→ **PROBLEM TO SOLVE**
Return, exactly, the line that contains "Reviewer note: check that each instance of the sign" together with all lines after it to the end of the entries, and no further lines.

-- Begin MATERIAL TO PROCESS --

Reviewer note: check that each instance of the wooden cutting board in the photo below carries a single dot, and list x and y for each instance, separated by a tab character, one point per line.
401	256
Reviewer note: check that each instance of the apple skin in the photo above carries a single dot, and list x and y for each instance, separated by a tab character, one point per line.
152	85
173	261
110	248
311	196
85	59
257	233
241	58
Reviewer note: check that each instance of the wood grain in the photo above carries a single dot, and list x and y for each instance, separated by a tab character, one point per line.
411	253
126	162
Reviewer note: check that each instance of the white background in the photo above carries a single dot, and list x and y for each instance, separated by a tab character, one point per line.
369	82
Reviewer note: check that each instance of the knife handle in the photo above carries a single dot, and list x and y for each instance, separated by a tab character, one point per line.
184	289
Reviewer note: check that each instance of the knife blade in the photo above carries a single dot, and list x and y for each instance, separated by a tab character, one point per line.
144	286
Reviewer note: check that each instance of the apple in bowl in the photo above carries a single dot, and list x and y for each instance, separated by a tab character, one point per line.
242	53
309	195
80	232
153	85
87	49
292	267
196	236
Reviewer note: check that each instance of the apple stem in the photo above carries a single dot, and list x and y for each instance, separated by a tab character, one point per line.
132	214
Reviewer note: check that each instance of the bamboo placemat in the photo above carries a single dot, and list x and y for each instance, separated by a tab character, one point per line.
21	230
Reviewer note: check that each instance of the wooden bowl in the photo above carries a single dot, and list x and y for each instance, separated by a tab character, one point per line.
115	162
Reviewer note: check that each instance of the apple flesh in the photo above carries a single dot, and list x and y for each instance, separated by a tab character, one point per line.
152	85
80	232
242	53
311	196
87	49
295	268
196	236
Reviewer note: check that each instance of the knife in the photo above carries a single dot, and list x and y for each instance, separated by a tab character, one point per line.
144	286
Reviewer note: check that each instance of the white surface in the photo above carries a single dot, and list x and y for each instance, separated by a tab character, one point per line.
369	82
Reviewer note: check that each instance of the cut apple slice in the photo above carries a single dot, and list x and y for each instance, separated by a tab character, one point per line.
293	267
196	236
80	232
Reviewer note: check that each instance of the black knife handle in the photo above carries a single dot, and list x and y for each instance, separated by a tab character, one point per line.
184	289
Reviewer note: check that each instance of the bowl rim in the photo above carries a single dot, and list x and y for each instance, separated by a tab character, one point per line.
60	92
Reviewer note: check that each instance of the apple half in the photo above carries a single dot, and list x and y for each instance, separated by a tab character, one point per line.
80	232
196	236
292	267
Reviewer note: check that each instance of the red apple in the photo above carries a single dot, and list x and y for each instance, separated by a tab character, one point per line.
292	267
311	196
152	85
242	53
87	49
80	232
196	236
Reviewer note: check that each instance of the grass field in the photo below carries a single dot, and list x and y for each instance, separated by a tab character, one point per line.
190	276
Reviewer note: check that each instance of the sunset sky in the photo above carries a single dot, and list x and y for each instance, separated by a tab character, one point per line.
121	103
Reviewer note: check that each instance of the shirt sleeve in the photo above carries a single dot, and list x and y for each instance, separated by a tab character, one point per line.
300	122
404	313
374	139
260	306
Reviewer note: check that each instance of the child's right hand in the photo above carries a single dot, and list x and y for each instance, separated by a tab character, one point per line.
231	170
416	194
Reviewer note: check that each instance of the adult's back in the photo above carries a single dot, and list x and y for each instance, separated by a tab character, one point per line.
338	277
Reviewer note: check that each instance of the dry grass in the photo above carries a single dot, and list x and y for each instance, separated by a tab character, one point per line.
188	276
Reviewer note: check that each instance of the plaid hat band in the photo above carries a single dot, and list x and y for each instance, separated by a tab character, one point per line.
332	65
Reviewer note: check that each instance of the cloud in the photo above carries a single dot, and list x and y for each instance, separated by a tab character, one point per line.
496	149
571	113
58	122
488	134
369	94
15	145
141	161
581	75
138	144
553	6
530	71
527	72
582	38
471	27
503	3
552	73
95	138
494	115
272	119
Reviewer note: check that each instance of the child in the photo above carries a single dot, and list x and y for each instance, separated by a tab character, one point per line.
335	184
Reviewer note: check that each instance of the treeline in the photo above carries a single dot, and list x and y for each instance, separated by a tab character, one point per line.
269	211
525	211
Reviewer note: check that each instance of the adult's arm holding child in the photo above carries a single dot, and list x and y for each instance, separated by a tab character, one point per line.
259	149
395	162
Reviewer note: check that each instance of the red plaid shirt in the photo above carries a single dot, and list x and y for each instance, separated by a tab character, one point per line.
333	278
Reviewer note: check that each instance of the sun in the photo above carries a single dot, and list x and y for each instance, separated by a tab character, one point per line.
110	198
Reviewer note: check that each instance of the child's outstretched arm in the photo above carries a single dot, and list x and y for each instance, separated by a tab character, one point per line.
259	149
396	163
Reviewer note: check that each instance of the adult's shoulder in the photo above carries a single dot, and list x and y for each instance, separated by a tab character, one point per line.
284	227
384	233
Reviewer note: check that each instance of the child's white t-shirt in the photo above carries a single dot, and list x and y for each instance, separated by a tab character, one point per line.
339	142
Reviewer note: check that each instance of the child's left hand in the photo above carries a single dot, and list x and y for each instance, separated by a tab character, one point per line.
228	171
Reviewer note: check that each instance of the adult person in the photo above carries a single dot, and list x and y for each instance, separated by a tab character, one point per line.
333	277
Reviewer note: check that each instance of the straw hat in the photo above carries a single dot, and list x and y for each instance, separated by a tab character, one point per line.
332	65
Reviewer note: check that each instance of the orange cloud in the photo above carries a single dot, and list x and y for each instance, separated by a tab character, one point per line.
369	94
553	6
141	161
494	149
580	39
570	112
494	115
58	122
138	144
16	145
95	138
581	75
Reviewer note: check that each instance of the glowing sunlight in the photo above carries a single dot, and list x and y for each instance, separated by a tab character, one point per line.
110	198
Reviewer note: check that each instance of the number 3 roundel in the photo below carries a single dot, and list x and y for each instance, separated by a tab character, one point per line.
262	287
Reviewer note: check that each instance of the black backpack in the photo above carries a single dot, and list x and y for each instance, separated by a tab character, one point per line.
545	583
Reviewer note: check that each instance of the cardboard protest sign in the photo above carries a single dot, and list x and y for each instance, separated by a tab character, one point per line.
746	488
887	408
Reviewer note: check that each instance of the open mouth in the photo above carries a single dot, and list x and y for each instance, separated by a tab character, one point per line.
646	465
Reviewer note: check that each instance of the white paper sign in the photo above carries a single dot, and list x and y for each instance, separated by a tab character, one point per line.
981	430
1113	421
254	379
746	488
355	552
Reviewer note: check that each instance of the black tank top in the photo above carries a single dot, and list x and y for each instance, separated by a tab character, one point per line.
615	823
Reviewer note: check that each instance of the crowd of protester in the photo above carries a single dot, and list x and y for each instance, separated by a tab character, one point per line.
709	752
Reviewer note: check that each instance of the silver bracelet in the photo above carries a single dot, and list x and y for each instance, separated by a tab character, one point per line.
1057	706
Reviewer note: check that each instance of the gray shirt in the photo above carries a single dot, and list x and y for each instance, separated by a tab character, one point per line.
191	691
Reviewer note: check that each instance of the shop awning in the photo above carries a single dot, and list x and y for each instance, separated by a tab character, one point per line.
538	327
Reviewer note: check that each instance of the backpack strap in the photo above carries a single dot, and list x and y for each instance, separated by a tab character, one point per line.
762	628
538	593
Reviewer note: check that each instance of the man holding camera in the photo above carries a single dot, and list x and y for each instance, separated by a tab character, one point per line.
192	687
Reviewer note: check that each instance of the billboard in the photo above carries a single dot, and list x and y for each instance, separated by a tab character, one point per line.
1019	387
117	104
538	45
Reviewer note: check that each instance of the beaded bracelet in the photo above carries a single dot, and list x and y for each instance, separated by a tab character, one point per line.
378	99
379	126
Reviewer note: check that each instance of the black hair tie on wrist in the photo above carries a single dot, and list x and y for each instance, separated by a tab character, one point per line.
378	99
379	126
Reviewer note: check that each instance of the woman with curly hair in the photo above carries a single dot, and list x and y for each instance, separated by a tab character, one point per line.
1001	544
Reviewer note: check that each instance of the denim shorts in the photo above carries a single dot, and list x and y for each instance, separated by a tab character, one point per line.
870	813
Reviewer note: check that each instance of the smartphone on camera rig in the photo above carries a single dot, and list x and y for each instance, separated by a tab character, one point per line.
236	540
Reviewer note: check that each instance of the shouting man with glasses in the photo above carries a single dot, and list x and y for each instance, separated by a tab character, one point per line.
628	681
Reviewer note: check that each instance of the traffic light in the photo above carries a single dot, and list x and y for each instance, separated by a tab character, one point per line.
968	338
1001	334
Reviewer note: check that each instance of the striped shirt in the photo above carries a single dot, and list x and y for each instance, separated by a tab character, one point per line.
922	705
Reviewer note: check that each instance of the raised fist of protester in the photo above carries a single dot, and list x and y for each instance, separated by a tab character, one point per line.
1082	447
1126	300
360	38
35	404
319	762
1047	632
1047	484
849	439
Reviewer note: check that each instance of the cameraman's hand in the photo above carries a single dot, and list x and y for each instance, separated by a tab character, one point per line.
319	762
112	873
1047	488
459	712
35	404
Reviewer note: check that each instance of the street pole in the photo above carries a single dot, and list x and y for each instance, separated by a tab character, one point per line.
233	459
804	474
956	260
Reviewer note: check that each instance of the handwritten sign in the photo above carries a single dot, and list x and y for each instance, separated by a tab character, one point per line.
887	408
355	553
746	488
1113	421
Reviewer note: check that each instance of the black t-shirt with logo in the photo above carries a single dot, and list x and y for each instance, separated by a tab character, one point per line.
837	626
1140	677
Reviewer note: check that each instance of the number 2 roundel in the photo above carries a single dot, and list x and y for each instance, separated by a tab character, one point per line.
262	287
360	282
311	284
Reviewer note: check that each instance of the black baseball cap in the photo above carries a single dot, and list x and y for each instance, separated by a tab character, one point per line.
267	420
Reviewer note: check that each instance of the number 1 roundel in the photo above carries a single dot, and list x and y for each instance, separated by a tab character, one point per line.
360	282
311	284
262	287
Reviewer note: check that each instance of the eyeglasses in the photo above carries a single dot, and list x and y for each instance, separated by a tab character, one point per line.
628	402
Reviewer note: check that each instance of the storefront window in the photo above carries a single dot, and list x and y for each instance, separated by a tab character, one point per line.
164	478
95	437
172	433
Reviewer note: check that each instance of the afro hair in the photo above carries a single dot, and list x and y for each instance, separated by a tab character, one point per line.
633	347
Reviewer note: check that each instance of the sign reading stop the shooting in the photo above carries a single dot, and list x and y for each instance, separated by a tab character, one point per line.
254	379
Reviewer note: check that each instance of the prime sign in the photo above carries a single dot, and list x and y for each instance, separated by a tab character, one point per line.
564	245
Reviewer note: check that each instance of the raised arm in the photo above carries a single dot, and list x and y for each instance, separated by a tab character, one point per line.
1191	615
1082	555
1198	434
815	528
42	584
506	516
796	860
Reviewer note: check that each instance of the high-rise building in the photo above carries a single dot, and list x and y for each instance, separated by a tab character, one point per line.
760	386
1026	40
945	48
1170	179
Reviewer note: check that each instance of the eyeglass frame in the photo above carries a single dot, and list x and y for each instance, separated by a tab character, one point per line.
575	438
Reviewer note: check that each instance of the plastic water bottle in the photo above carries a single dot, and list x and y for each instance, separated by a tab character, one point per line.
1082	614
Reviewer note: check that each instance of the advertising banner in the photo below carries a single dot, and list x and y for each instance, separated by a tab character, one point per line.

-- End MATERIAL TO PROCESS --

→ **WRITTEN RESPONSE**
Reviewer note: check that each instance of the sign reading stop the shooting in the photo above carries a single dot, and list x and y for each instance, separated by a tab character, one point per line.
254	379
Reviewer note: check that each instance of the prime sign in the photo above carries a single dot, and list x and y for each instance, separated by a tab character, one point per line.
564	245
Reviewer note: check that each instance of the raised arm in the photo above carries a single dot, and list x and y for each instance, separated by a tab character, one point per line.
1191	615
1082	555
1198	434
815	528
42	584
506	516
796	860
Reviewer note: check that each instance of the high-rise building in the photo above carries a single dot, and list x and y for each instance, separated by a tab character, one point per line.
760	386
1026	40
945	48
1170	179
Reviewer note: check that each instance of the eyeglass frame in the photo above carries a single dot, and list x and y for each instance, separated by a tab character, one point per line.
575	438
Reviewer note: check that each instance of the plastic water bottle in the photo above carries a single dot, and list x and y for each instance, separated by a tab character, one point per line.
1082	614
Reviewer note: check that each instance of the advertising banner in the photo below carries a single dot, and list x and y for each instance, separated by a tab character, one point per line.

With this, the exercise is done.